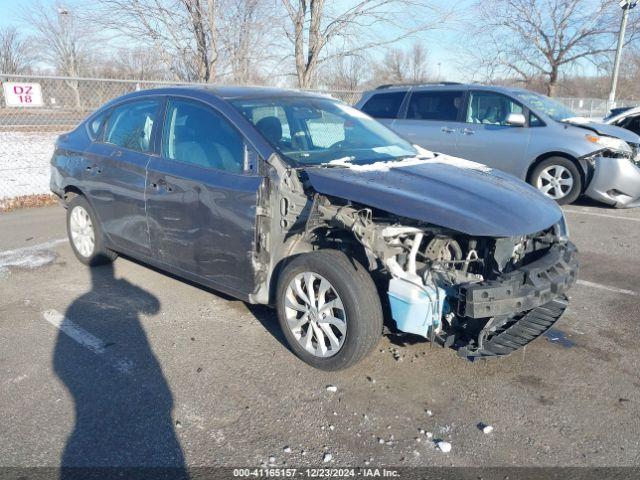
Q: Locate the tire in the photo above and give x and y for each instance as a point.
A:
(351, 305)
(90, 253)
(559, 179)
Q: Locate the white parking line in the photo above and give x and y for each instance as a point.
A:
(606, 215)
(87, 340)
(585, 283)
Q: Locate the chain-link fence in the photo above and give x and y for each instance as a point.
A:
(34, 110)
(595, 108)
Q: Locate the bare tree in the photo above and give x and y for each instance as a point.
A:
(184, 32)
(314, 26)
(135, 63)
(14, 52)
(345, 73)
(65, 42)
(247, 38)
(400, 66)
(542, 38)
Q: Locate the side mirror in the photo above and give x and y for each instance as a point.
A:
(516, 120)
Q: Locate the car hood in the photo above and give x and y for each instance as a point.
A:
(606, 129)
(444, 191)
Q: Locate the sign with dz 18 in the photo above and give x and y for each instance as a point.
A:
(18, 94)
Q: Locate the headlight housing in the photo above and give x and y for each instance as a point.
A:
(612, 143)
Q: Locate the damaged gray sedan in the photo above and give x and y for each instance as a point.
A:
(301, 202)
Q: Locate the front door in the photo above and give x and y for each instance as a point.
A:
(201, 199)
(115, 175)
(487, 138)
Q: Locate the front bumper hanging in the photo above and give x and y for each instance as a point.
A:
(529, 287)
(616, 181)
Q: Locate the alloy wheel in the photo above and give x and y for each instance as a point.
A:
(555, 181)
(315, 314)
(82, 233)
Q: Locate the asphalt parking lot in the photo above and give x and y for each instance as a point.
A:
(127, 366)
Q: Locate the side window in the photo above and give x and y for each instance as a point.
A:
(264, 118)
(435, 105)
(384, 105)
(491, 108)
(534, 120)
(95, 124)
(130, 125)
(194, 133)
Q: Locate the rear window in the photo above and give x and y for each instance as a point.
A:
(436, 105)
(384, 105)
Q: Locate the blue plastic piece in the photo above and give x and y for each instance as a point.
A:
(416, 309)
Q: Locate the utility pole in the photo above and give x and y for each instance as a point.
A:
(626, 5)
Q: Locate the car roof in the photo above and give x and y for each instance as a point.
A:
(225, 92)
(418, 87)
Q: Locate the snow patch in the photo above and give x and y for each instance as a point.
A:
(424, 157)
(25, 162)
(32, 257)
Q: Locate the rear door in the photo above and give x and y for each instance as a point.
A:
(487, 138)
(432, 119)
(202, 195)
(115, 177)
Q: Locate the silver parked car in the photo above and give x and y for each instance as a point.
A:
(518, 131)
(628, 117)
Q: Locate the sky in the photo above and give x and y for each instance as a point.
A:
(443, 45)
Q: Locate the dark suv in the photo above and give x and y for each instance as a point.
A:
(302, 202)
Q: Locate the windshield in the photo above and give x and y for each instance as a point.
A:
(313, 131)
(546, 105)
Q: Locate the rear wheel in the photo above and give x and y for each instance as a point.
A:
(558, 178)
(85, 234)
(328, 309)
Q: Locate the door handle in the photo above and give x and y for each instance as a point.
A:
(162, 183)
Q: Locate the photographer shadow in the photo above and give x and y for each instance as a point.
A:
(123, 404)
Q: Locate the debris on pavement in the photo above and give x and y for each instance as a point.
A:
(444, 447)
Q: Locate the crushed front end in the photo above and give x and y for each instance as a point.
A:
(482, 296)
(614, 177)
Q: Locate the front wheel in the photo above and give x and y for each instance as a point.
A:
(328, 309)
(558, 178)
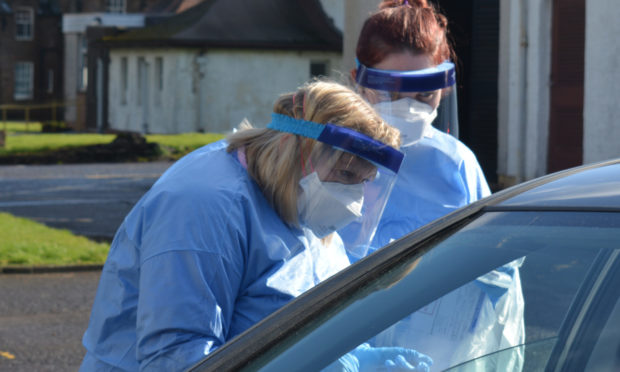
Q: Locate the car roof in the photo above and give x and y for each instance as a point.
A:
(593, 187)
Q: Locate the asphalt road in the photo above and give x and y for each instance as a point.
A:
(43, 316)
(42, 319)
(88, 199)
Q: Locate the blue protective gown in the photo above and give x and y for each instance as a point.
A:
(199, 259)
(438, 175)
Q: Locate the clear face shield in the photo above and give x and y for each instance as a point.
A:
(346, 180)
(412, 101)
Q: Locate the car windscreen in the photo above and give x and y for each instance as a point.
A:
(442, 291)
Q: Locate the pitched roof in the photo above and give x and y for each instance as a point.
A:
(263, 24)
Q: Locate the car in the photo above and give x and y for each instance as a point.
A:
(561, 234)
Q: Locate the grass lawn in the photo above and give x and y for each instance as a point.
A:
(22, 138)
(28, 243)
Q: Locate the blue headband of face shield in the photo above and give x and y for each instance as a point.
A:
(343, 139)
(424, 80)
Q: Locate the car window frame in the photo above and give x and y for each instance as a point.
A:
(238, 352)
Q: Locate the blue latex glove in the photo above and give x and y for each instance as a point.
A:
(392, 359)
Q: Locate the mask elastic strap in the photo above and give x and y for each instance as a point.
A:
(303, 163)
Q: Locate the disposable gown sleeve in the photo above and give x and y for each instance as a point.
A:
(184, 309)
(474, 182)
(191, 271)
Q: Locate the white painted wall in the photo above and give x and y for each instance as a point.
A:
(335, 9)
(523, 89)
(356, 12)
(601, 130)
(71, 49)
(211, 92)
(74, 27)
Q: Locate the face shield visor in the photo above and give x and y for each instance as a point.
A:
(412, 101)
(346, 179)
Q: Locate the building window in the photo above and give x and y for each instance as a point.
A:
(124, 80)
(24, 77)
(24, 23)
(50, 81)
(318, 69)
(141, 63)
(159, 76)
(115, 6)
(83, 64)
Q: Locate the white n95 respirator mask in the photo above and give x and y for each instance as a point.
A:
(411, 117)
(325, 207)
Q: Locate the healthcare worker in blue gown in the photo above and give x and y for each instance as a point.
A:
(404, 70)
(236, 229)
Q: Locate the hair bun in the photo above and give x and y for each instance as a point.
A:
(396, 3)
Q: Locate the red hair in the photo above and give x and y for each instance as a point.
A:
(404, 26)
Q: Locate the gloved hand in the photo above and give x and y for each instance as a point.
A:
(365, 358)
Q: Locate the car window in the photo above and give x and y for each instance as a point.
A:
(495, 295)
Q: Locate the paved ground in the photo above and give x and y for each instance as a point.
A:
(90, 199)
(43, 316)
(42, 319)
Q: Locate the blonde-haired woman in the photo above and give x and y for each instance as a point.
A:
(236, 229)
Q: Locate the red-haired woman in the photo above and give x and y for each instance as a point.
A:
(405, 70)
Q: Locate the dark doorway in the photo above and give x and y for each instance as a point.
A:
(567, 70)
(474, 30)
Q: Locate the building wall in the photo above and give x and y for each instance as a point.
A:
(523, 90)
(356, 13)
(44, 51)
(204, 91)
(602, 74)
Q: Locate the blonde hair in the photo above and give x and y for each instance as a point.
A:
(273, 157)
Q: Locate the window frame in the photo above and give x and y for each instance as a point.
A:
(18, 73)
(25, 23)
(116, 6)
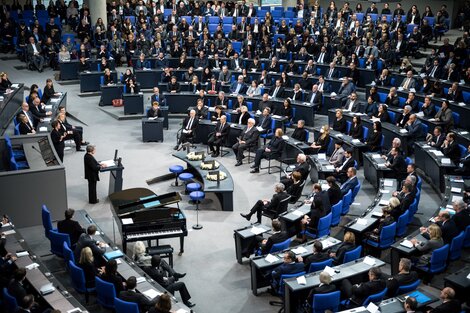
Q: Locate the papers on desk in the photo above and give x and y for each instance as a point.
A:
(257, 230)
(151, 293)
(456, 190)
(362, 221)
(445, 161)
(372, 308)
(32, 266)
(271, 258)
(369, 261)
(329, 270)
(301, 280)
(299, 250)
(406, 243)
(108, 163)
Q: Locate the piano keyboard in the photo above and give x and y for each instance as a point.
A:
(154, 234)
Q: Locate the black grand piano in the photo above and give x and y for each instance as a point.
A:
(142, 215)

════════════════════

Task requirements -> In the data above, which lines include "haired"? Return those lines.

Your response ->
Q: Locate the blonde-haired woman in the photo above and give x and y for each instance as a point.
Q: Locate the red-haired woman in the photo above and give x and y for each instance as a point.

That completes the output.